## Assignment
Transcribe each record exactly. Omit the pictures.

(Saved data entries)
-- Opening Marker --

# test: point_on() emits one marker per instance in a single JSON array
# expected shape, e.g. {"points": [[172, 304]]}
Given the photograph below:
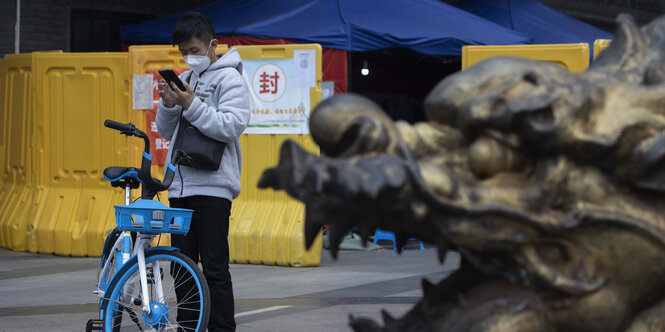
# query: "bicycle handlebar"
{"points": [[150, 185], [123, 127]]}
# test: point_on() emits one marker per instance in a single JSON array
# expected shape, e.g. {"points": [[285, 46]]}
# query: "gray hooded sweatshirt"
{"points": [[220, 111]]}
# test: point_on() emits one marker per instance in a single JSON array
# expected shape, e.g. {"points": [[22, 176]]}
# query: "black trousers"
{"points": [[208, 239]]}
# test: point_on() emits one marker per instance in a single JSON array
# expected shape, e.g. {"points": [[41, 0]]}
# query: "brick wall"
{"points": [[45, 24]]}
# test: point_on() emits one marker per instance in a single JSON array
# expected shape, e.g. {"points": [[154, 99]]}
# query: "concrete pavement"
{"points": [[51, 293]]}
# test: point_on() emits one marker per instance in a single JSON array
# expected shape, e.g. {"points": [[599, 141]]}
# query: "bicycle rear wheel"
{"points": [[186, 311]]}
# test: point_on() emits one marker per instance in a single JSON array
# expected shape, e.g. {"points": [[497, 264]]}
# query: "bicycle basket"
{"points": [[152, 217]]}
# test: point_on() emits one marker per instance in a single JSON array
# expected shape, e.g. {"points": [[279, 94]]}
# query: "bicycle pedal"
{"points": [[94, 325]]}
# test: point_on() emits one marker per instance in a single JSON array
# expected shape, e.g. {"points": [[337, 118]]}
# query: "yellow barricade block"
{"points": [[599, 45], [18, 188], [53, 197], [574, 57]]}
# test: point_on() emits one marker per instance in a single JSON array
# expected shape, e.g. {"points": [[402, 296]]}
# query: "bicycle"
{"points": [[137, 283]]}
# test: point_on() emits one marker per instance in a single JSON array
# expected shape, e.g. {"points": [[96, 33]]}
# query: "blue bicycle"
{"points": [[144, 288]]}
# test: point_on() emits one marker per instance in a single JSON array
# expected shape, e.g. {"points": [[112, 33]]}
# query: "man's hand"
{"points": [[183, 98], [167, 94]]}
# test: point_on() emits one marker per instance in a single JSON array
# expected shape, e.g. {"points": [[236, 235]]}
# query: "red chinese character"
{"points": [[265, 79]]}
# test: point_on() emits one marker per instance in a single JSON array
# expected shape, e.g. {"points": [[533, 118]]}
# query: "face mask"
{"points": [[198, 63]]}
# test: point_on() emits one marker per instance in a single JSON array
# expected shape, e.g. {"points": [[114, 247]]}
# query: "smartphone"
{"points": [[169, 76]]}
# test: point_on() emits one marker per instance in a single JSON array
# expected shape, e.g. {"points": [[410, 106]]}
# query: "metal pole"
{"points": [[17, 28]]}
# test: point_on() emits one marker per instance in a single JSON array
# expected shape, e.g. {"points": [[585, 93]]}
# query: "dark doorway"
{"points": [[399, 79], [100, 30]]}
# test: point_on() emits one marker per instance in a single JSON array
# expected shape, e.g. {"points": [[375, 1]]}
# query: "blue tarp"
{"points": [[546, 25], [426, 26]]}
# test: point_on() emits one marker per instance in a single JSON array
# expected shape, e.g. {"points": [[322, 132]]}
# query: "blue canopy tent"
{"points": [[411, 29], [546, 25], [426, 26]]}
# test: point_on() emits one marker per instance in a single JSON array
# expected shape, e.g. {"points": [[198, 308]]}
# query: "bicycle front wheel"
{"points": [[185, 302]]}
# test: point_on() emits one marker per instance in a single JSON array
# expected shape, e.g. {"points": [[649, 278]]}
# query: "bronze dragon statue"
{"points": [[551, 184]]}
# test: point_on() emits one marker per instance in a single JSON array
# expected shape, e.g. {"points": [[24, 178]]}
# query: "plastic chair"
{"points": [[390, 236]]}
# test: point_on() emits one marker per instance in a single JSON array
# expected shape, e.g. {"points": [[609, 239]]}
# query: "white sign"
{"points": [[278, 106], [305, 68], [142, 92], [269, 83]]}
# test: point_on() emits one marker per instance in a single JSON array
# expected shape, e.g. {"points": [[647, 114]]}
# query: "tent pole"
{"points": [[17, 27], [349, 70]]}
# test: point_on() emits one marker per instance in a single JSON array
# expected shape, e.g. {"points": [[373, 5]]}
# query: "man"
{"points": [[218, 106]]}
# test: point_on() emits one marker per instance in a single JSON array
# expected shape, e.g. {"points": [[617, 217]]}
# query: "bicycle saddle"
{"points": [[116, 173]]}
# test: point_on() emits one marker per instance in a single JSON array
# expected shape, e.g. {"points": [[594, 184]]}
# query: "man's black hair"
{"points": [[193, 24]]}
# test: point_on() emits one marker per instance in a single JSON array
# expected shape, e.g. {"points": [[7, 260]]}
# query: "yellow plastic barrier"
{"points": [[266, 227], [574, 57], [18, 174], [54, 199], [599, 45]]}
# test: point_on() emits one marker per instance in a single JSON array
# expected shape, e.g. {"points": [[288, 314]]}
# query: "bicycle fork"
{"points": [[142, 244]]}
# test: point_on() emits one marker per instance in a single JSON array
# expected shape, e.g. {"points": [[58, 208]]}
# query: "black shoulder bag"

-- Closing Marker --

## Expected output
# test: point_on() emits one marker per instance in a single JSON array
# expected shape, e.g. {"points": [[172, 304]]}
Given the photograph below:
# query: "bicycle handlebar"
{"points": [[150, 185], [123, 127]]}
# test: point_on() emits one marker per instance in a single JSON array
# expected shape, e.g. {"points": [[285, 46]]}
# query: "gray hooded sweatshirt"
{"points": [[220, 111]]}
# test: point_on() emits one marker per instance in a single JSON array
# expected shape, e.g. {"points": [[22, 176]]}
# query: "black trousers"
{"points": [[208, 239]]}
# test: point_on() emits one marker per instance in a single JSON array
# expected shape, e.g. {"points": [[41, 0]]}
# query: "brick wall"
{"points": [[45, 24]]}
# test: point_on() emits one marker per instance in a single JSON array
# expected shape, e.g. {"points": [[154, 99]]}
# query: "concrete pavement"
{"points": [[51, 293]]}
# test: point_on() emits one marker per instance in a single JSON array
# expected shape, e.g. {"points": [[599, 141]]}
# query: "bicycle rear wheel"
{"points": [[186, 311]]}
# test: point_on() emits one marker per instance in a single JSON array
# expected shape, e.g. {"points": [[497, 264]]}
# query: "bicycle basket"
{"points": [[152, 217]]}
# test: point_on() emits one marker per instance in a single JSON array
# expected shape, e.g. {"points": [[279, 94]]}
# query: "bicycle pedal"
{"points": [[94, 325]]}
# test: point_on() emits one marker per instance in a single JSON array
# expected shape, e.g. {"points": [[337, 118]]}
# query: "yellow barricade block"
{"points": [[599, 45], [18, 188], [53, 197], [574, 57]]}
# test: point_on() emits one marker per instance in a single JSON array
# expected shape, e.g. {"points": [[402, 296]]}
# query: "bicycle"
{"points": [[137, 283]]}
# test: point_on() emits one marker per instance in a single JSON array
# expected shape, e.g. {"points": [[96, 33]]}
# query: "blue bicycle"
{"points": [[144, 288]]}
# test: point_on() emits one marker per instance in a single JSON array
# expected shape, e.g. {"points": [[112, 33]]}
# query: "man's hand"
{"points": [[183, 98], [167, 94]]}
# test: point_on() emits one marker per instance in a single JSON array
# expected shape, e.g. {"points": [[236, 235]]}
# query: "red chinese character"
{"points": [[265, 79]]}
# test: point_on() emits one marker per instance in a single JSON array
# expected shape, e.g. {"points": [[533, 118]]}
# query: "face mask"
{"points": [[198, 63]]}
# test: point_on() emits one marker per instance in a single JSON array
# expected shape, e.g. {"points": [[114, 247]]}
# query: "smartphone"
{"points": [[169, 76]]}
# test: point_on() emits one marker per instance in a single JSON array
# expected shape, e.g. {"points": [[410, 106]]}
# query: "metal pole"
{"points": [[17, 28]]}
# test: point_on() emits one marker per instance in a single JSON array
# expected shape, e.g. {"points": [[585, 93]]}
# query: "dark doorway"
{"points": [[399, 79], [100, 30]]}
# test: point_on() emits one marker per instance in a single JSON array
# expected shape, e.g. {"points": [[375, 1]]}
# query: "blue tarp"
{"points": [[546, 25], [426, 26]]}
# test: point_on() emits one marker per instance in a single JSON array
# expected shape, e.g. {"points": [[322, 132]]}
# query: "blue canopy tent"
{"points": [[411, 29], [546, 25], [426, 26]]}
# test: point_on() emits one marker per instance in a single JSON array
# expected shape, e.g. {"points": [[198, 308]]}
# query: "bicycle front wheel"
{"points": [[185, 302]]}
# test: point_on() emits one marker per instance in a single JSON array
# expected shape, e.g. {"points": [[649, 278]]}
# query: "bronze dragon statue"
{"points": [[551, 184]]}
# test: point_on() emits one marker per instance in a single JSON array
# expected shape, e.g. {"points": [[24, 178]]}
# query: "plastic chair"
{"points": [[390, 236]]}
# test: point_on() emits one marker per instance in a single JSON array
# expected shape, e.g. {"points": [[609, 239]]}
# query: "white sign"
{"points": [[278, 106], [305, 68], [142, 92], [269, 83]]}
# test: point_on() emits one marker per instance in a single JSON array
# expected shape, e.g. {"points": [[647, 114]]}
# query: "tent pole"
{"points": [[17, 27], [349, 70]]}
# test: point_on() emits one marker per instance in a single JSON array
# expected shape, e.g. {"points": [[373, 5]]}
# query: "man"
{"points": [[218, 106]]}
# test: point_on() emits one marker per instance in a single JSON array
# expected shape, e.g. {"points": [[617, 217]]}
# query: "bicycle saddle"
{"points": [[116, 173]]}
# test: point_on() emits one marker per instance in a single JSON array
# expected shape, e.g. {"points": [[594, 184]]}
# query: "man's black hair"
{"points": [[193, 24]]}
# test: point_on() emits one marker per instance in a single JSON array
# expected shape, e.g. {"points": [[7, 260]]}
# query: "yellow plastic barrier"
{"points": [[266, 227], [574, 57], [18, 174], [54, 199], [599, 45]]}
# test: point_on() emits one marker per instance in a single JSON array
# expected shape, e.g. {"points": [[288, 314]]}
# query: "bicycle fork"
{"points": [[142, 244]]}
# test: point_on() emits one marker per instance in a single JSON array
# expected shape, e.g. {"points": [[58, 208]]}
# query: "black shoulder bag"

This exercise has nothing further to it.